* **EXCERPT TO READ**
The regression results support the hypotheses. The coefficient for Phy is negative and statistically significant, indicating that higher sensory-physical skill requirements are associated with a decline in employment share. Conversely, the coefficient for Cog is positive and statistically significant, demonstrating that higher social-cognitive skill requirements are associated with an increase in employment share. The coefficient for NS is also positive and statistically significant, confirming that possessing a greater number of skills reduces susceptibility to automation. The offshorability index (OI) shows a positive and statistically significant effect. The analysis of emerging occupations reveals that most new jobs are concentrated in areas requiring higher social-cognitive skills, particularly in computer, engineering, and science occupations and healthcare sectors. Robustness tests using alternative time periods and addressing missing data in wage percentiles largely confirm the main findings. These results consistently show that jobs with lower sensory-physical skills, higher social-cognitive skills, and a diverse skillset are less vulnerable to displacement by automation.

The findings underscore the importance of cognitive skills and versatility in the face of automation. The differential impact of automation on various skill sets highlights the need for strategic adjustments in education and training. While automation may displace workers in some sectors, it also creates opportunities in fields requiring high-level cognitive abilities and adaptability. The results support the argument that focusing on cultivating diverse cognitive skills and fostering flexibility is crucial for individuals navigating the changing labor market. The findings also have implications for national educational systems, emphasizing the need for curricula that prioritize cognitive skills, interdisciplinary learning, and lifelong learning opportunities. The study's findings are particularly relevant given the rapid pace of technological advancements.

* **DATA RECORDS**
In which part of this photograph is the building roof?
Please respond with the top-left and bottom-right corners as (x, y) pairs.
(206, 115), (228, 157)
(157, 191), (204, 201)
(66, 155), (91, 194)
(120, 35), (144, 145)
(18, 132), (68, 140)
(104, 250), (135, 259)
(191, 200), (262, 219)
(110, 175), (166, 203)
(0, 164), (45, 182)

* **EXERCISE DESCRIPTION**
What effect does the offshorability index (OI) show in the excerpt on automation and skills? Rely only on the excerpt on automation and skills.

* **YOUR RESPONSE**
It shows a positive and statistically significant effect.